**GIVEN REQUEST:**
Rewrite the data from its start through the line containing "xmin=273 ymin=143 xmax=282 ymax=159", replacing "target" with "label" and leaving everything else as it is. Give only those lines.

**SUPPLIED RECORDS:**
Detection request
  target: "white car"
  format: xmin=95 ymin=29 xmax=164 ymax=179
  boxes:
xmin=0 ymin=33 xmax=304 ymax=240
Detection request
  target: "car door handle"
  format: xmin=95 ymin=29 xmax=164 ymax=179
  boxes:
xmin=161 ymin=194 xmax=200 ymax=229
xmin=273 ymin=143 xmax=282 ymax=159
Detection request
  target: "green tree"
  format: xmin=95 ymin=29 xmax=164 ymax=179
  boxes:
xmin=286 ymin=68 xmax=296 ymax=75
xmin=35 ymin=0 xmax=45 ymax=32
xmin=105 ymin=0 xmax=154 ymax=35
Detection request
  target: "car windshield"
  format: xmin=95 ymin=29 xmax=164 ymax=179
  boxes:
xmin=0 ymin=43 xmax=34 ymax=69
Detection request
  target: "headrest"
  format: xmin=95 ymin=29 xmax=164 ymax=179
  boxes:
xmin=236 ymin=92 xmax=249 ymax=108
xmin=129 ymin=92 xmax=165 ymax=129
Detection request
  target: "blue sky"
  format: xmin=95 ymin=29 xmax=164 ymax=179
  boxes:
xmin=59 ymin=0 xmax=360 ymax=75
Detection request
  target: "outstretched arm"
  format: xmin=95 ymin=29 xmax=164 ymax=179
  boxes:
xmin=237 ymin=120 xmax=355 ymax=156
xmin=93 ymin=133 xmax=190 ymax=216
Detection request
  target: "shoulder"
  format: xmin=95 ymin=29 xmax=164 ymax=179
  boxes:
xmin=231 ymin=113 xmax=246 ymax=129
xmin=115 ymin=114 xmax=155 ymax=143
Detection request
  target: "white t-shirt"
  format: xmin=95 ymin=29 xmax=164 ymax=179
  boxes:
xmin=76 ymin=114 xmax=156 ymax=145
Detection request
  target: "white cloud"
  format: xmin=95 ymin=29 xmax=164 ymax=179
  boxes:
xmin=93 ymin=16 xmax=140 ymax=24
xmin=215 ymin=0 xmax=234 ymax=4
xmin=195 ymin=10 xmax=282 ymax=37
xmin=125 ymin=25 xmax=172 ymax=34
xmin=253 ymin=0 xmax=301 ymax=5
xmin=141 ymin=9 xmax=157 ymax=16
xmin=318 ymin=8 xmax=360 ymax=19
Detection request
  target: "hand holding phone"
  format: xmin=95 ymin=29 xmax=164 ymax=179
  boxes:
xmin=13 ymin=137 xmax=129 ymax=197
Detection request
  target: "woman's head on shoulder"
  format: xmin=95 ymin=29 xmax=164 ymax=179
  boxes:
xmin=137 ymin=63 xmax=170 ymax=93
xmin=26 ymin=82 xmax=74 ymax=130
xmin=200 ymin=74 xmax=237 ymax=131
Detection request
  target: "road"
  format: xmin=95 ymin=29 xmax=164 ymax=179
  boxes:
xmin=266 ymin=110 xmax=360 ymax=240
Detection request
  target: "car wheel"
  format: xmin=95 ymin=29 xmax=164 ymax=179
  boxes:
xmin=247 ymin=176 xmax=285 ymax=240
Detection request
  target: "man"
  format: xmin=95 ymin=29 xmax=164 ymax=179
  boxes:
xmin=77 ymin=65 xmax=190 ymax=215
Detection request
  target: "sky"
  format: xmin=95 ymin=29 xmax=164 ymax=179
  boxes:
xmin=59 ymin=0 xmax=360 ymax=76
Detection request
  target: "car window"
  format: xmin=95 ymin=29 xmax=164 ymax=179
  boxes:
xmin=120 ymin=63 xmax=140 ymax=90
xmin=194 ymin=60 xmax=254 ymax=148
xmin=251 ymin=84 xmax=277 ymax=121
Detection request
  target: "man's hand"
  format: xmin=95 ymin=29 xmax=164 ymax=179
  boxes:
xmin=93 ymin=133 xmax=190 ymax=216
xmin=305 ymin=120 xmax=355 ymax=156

**THE RESULT:**
Detection request
  label: "white car"
  format: xmin=95 ymin=29 xmax=164 ymax=179
  boxes:
xmin=0 ymin=33 xmax=304 ymax=240
Detection request
  label: "car door handle"
  format: xmin=95 ymin=29 xmax=164 ymax=179
  boxes:
xmin=161 ymin=194 xmax=200 ymax=229
xmin=273 ymin=143 xmax=282 ymax=159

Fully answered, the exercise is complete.